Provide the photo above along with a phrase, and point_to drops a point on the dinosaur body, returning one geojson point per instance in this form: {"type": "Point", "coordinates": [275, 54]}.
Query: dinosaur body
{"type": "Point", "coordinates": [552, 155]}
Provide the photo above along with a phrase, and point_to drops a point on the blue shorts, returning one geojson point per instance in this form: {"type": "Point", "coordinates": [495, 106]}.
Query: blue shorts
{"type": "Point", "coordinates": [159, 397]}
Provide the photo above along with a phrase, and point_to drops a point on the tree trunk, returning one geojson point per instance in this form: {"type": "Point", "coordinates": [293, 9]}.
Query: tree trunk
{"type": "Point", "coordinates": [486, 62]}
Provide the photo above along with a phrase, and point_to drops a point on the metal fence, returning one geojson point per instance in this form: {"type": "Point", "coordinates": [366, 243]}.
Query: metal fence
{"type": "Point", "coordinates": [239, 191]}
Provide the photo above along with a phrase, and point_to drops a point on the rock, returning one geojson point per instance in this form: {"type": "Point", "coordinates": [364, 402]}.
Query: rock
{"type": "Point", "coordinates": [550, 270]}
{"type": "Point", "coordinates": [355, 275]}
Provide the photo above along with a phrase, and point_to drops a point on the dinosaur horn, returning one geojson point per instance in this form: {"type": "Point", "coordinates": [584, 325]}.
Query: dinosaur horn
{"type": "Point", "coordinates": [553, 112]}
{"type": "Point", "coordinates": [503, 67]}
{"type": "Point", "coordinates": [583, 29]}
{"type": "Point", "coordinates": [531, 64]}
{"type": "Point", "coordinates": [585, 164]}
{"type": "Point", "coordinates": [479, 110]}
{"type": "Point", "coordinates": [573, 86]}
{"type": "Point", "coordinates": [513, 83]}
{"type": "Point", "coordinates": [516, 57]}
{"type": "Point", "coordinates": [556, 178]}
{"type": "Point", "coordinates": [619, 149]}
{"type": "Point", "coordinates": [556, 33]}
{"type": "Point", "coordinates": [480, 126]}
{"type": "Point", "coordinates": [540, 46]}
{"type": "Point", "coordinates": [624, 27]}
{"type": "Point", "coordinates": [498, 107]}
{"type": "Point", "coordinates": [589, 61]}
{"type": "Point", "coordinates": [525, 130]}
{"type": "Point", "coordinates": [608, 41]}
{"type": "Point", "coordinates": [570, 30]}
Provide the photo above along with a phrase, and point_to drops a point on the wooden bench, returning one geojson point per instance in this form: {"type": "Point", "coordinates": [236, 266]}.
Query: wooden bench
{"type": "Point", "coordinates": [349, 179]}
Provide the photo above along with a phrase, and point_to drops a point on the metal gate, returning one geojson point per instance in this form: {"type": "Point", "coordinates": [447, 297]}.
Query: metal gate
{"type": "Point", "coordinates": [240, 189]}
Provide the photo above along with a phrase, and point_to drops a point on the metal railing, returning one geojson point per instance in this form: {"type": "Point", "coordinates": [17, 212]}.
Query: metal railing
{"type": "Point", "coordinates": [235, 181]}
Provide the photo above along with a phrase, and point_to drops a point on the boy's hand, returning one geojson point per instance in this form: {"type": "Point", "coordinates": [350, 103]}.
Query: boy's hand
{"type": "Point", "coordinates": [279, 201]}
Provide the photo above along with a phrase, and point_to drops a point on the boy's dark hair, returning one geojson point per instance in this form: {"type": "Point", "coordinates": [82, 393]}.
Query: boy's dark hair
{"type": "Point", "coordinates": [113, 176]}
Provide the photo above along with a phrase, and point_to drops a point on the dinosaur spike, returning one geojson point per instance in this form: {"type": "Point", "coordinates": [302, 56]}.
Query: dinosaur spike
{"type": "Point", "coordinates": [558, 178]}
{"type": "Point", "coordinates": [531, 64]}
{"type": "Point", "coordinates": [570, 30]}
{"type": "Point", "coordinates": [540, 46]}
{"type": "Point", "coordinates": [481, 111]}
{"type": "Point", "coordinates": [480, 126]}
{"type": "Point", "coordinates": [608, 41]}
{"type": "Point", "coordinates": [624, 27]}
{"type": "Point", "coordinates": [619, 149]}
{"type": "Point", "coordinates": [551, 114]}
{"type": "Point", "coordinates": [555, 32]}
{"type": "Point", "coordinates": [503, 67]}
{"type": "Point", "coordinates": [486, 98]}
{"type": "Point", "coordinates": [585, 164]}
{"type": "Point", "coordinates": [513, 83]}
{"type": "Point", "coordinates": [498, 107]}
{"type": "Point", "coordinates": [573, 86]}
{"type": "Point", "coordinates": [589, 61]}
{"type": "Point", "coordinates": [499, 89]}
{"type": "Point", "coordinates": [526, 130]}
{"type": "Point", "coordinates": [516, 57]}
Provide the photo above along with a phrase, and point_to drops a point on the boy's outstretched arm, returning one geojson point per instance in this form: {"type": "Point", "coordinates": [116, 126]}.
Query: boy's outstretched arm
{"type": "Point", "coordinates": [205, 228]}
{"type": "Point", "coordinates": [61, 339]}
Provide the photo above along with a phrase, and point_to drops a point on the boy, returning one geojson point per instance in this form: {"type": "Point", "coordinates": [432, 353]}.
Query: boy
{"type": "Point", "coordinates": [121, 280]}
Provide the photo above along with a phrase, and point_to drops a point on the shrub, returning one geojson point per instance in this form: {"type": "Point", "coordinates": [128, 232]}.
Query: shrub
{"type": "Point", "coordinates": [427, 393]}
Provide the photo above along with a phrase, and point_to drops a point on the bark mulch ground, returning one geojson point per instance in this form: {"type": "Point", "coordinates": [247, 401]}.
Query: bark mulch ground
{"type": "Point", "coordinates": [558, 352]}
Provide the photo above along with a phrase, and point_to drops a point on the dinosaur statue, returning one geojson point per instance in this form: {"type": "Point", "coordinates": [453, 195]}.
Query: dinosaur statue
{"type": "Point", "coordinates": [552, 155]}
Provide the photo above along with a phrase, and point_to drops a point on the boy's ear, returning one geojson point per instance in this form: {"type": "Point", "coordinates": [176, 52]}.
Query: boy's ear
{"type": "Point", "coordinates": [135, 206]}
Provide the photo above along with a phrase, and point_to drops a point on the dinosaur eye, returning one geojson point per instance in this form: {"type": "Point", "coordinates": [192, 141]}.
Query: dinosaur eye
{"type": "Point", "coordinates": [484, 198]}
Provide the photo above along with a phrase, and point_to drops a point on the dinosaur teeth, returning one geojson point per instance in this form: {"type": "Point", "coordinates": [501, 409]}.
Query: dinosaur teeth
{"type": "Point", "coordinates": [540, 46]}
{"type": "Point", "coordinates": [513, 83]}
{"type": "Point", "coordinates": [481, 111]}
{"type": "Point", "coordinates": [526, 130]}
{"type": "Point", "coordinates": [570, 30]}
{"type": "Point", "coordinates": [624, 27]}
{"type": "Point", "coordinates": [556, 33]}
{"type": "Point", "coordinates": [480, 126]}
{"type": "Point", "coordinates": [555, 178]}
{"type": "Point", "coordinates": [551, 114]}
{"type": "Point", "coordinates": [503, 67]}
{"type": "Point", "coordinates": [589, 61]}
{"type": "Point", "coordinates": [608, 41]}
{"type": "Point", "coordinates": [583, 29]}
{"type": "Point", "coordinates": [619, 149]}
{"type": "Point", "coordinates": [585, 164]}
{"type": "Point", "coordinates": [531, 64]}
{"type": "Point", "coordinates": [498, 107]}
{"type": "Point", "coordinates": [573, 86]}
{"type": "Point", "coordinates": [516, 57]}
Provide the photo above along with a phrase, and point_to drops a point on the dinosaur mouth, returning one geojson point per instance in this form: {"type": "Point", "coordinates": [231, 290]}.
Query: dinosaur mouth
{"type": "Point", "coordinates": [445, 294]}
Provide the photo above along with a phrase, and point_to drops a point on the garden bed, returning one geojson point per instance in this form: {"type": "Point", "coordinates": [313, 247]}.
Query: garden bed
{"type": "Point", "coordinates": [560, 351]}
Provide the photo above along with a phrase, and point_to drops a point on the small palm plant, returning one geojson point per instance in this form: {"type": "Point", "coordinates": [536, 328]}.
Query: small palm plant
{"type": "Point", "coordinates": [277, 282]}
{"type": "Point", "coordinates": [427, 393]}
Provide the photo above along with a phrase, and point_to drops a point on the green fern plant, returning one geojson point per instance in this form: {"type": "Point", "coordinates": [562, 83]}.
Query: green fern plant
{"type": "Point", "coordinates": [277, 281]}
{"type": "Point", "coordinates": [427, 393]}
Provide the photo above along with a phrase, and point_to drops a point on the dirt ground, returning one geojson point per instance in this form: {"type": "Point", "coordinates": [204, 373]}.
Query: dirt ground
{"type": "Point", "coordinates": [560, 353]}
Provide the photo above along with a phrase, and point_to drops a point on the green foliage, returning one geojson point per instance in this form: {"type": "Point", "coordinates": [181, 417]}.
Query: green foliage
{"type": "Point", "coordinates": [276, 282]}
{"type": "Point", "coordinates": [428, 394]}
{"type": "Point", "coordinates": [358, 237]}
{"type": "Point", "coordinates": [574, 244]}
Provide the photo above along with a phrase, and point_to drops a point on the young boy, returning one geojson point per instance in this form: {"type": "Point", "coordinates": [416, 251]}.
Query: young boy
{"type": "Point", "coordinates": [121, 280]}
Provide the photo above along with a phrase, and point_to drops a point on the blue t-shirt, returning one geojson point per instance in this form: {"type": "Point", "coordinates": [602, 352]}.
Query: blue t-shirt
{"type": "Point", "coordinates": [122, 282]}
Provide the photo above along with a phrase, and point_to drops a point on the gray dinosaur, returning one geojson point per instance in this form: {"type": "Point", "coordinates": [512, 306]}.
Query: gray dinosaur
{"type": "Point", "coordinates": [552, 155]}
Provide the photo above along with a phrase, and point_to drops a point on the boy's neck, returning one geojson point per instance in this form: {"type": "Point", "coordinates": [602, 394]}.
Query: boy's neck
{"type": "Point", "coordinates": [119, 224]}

.....

*Problem statement:* Working from the material above, retype exactly the lines from the one with "metal railing, returning" through the one with "dinosaur spike, returning", both included, and only those lines.

*Solution to this task:*
Provide the photo above along with a phrase, and point_to drops a point on the metal railing, returning one geojson point per instance in this form: {"type": "Point", "coordinates": [17, 212]}.
Query: metal railing
{"type": "Point", "coordinates": [235, 181]}
Provide the photo above along with a phrase, and point_to drops a point on the boy's hand, returning one geojson point per instance in this form: {"type": "Point", "coordinates": [350, 103]}.
Query: boy's hand
{"type": "Point", "coordinates": [279, 201]}
Provide the photo above along with a phrase, and point_to drops a point on the boy's dark hair, returning one geojson point per instance in this form: {"type": "Point", "coordinates": [82, 393]}.
Query: boy's dark hair
{"type": "Point", "coordinates": [113, 176]}
Provide the photo above along with a phrase, and point_to drops a point on the dinosaur spike, returning one geojson point per instance in this form: {"type": "Point", "coordinates": [302, 56]}.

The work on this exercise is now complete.